### Region labeling records
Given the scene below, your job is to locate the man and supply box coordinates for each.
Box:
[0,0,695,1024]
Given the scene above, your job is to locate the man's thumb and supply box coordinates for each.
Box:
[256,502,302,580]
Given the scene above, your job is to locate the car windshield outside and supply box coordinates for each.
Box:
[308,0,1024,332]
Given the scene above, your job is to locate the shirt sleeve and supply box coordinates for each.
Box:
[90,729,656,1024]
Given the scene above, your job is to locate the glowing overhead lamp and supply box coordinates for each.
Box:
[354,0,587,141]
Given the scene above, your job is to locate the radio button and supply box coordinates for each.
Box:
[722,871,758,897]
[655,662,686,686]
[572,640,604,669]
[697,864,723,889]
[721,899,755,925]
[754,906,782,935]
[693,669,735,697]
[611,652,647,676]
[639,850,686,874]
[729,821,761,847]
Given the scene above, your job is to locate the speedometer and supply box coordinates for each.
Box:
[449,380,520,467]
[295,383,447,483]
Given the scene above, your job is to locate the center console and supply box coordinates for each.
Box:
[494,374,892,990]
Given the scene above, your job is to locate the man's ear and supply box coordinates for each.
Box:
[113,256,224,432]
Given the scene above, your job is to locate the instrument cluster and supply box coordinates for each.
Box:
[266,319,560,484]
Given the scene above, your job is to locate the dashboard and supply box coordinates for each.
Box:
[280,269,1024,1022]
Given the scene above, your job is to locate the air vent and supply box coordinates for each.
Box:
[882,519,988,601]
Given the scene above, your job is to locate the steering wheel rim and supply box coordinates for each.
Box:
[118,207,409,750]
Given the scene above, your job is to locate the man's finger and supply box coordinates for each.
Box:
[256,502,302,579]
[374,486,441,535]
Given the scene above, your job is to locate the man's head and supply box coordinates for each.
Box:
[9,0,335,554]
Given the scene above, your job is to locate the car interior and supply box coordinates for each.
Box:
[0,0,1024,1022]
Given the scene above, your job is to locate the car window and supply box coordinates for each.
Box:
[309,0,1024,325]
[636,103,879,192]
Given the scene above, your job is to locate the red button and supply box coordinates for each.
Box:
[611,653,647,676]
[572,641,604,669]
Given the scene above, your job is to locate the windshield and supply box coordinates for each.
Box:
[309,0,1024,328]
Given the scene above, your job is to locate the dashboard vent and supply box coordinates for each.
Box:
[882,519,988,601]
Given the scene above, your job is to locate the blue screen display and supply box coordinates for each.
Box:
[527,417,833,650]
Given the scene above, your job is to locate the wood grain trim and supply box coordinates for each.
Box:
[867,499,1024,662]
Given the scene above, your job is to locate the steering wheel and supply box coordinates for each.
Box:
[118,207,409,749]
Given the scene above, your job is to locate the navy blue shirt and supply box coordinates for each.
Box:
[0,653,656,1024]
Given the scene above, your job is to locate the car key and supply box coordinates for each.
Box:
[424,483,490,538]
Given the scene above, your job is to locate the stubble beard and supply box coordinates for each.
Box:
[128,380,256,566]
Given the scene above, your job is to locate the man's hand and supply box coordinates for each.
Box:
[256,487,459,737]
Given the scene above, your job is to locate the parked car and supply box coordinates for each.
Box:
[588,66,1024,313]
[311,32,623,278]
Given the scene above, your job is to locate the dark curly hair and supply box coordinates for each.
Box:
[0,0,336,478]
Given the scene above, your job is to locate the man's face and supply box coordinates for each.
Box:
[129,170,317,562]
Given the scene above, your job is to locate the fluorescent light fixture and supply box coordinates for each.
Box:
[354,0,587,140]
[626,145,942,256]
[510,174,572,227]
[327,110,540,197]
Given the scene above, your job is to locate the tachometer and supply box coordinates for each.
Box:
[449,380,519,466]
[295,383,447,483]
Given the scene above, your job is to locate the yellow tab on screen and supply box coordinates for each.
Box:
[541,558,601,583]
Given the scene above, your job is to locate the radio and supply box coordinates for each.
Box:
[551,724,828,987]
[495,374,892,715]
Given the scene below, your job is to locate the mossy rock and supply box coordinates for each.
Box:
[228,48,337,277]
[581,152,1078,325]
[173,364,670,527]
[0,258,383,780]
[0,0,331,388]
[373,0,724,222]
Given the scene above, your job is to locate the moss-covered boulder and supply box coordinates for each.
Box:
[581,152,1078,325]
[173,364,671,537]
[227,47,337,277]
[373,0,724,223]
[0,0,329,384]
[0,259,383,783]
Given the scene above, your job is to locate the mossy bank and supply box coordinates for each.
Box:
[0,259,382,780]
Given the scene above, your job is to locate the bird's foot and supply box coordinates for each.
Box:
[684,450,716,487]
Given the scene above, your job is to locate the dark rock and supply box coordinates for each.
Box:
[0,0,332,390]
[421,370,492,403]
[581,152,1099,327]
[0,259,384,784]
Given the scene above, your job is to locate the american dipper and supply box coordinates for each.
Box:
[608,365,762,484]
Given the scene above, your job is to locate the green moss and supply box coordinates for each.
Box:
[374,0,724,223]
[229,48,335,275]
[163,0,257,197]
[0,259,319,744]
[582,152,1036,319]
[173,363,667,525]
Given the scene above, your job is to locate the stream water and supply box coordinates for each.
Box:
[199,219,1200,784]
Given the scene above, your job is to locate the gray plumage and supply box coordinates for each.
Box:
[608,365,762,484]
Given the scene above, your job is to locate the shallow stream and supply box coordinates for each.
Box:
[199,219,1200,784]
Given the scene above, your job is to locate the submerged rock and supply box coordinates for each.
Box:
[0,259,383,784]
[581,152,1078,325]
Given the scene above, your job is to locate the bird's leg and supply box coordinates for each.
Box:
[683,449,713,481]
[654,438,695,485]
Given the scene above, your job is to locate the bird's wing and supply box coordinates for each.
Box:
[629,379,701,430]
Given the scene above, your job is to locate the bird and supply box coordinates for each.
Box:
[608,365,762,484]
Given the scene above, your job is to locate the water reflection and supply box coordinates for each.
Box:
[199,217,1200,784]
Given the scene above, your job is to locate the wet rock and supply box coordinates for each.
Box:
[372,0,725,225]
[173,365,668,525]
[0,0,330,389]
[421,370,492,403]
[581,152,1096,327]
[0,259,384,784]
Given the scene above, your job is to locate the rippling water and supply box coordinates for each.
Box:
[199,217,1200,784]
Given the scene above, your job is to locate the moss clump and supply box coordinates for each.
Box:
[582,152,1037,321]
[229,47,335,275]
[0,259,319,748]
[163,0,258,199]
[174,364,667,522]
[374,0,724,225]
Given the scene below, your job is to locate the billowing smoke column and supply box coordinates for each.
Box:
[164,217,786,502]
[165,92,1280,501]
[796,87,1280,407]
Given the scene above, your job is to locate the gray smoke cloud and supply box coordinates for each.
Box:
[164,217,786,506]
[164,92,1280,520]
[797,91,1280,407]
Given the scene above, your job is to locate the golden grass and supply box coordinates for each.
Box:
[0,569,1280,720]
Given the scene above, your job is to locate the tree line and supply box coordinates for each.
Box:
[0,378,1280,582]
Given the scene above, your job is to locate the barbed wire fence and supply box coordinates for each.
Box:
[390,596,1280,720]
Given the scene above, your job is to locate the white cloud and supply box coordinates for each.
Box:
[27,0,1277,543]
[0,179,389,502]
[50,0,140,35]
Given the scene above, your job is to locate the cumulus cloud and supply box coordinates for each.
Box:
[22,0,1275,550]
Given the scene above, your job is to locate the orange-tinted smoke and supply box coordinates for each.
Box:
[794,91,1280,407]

### Problem
Output verbatim every line of the records above from the line containing "Given the scene above, your job is to locate the stream" through the line containing "[796,87,1280,407]", including both of those lines.

### Result
Given the scene above, your job is to locate the stream water and supply box coordinates for each.
Box:
[199,219,1200,784]
Given the scene above, your job is to locate the gray plumage and supply box coordinates for each.
Box:
[608,365,762,484]
Given the scene above, your job is to locate the shallow stream and supply box coordinates for each.
Box:
[199,219,1200,784]
Given the scene above, your job is to locate the submerged rock and supply box coordinates for each.
Box:
[0,259,383,784]
[581,152,1078,325]
Given the scene above, your job is to locate the bird's leg and supply box coordinates for each.
Box:
[683,449,713,481]
[654,438,695,485]
Given the scene above, your job is to locate the bird's wing and supply box coordinates for each.
Box:
[629,379,701,430]
Given the scene above, your job is to locate the bird and supply box coordinates for each.
Box:
[608,365,762,484]
Given the scene above, your job is to locate the water reflection and supply box coordinates for each.
Box:
[199,217,1200,784]
Given the scene above, your job is to locate the wet rock and supply box coordinates for each.
Box:
[372,0,725,225]
[173,365,668,525]
[0,0,330,389]
[421,370,492,403]
[581,152,1096,327]
[0,259,384,784]
Given the scene above, your job is to locate the rippling water and supply box coordinates for each.
Box:
[199,217,1200,784]
Given the scene above, your job is to locate the moss clump and supply box coordinates for each.
Box:
[582,152,1037,321]
[229,47,335,275]
[0,259,319,748]
[163,0,258,199]
[174,364,667,522]
[374,0,724,225]
Given the scene below, your job is to locate the billowing smoke column and supply box coordinates for each.
Box:
[164,217,786,502]
[165,92,1280,501]
[796,87,1280,407]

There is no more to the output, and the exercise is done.